[TEXT EXCERPT]:
'''

When we do ask why, the answers are heartbreaking. In a local study of girls in Oregon’s juvenile justice system, 76 percent of girls had experienced sexual violence by the age of 13; in another study in South Carolina, 81 percent of girls in the juvenile justice system reported a history of sexual violence. Research demonstrates that sexual abuse is one of the leading predictors for girls’ involvement in the juvenile justice system.
Our failure to ask why has had dire consequences. Instead of treating our girls as victims of child sex abuse, we further traumatize them. We subject them to arrest and detention, and place them in danger of experiencing more abuse within juvenile facilities. We have created a system that labels the most vulnerable members of our society as criminals and fails to identify the traumas they have experienced, let alone provide them with the services necessary to heal.
If we are truly interested in reforming our criminal and juvenile justice systems, then we cannot allow the experiences of our girls to remain in the shadows any longer. In the coming weeks, members of Congress will deliberate the reauthorization of a strengthened Juvenile Justice and Delinquency Prevention Act that intentionally contemplates the need to divert girls away from the juvenile justice system, implement necessary protections and to gather more data on justice-involved girls. As advocates, we have a unique opportunity to act together, and to finally let our girls know that they are not invisible.
Maheen Kaleem is an Equal Justice Works Fellow sponsored by Toyota Motor Corp. and Gibson, Dunn, & Crutcher LLP at the Human Rights Project for Girls and director of client services at Pennsylvania Lawyers for Youth.

'''

[Coordinate-labeling data]:
'''

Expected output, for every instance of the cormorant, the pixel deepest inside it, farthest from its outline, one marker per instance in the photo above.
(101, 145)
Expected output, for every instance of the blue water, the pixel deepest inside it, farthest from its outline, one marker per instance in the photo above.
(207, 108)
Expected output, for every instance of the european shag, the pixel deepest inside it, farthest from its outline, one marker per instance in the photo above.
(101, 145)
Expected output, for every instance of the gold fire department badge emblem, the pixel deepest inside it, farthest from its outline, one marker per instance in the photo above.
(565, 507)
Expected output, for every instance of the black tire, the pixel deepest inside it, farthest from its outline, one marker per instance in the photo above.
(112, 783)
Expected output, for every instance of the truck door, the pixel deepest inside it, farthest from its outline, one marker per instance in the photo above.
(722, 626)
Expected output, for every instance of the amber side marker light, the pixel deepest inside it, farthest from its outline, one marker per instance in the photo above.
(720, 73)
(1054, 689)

'''

[GIVEN PROBLEM 1]: Summarize the passage on girls in the juvenile justice system in two sentences.
[GIVEN PROBLEM 2]: Supply what comes next in the passage on girls in the juvenile justice system, starting after its final sentence.
The rows are unrelated to the passage on girls in the juvenile justice system.

[FINAL RESULT 1]: Studies in Oregon and South Carolina found that most girls in the juvenile justice system had experienced sexual violence, and research shows sexual abuse is one of the leading predictors of girls' involvement in that system. Instead of being treated as victims, these girls are arrested, detained, and further traumatized, and the passage calls on advocates to act together as Congress deliberates reauthorizing a strengthened Juvenile Justice and Delinquency Prevention Act meant to divert girls from the system, add protections, and gather more data on them.

[FINAL RESULT 2]:
These stats are 20 years old! One in 2.5 girls sexually violated before 18 yo. One in four boys. We KNOW WHAT CAUSES THIS!! ADULTS HAVING SEXUAL WITH CHILDREN!!!
For clarity >ADULT MEN RAPING children.
Wouldn’t both parties need to be willing participants for the act to be referred to as “sexual relations”?
A pertinent article that adds to the body of articles drawing awareness of the gravity of this issue to the general public. Keep advocating Maheen.
I am not from the USA yet my links to your country are deep, my grandfather was a US citizen who left & sadly was never able to return, even to visit. I have many 2nd cousins to whom I am very close. I’m also a mature aged university student who is studying a degree that is focused on social justice. I have chosen a double major that combines issues of community services with early childhood growth & development. I am also a supporter & advocate in simple ways for IJM Australia. An organisation that utilises fellows to perform their work worldwide.
I wish you well & that of your organisation Maheen.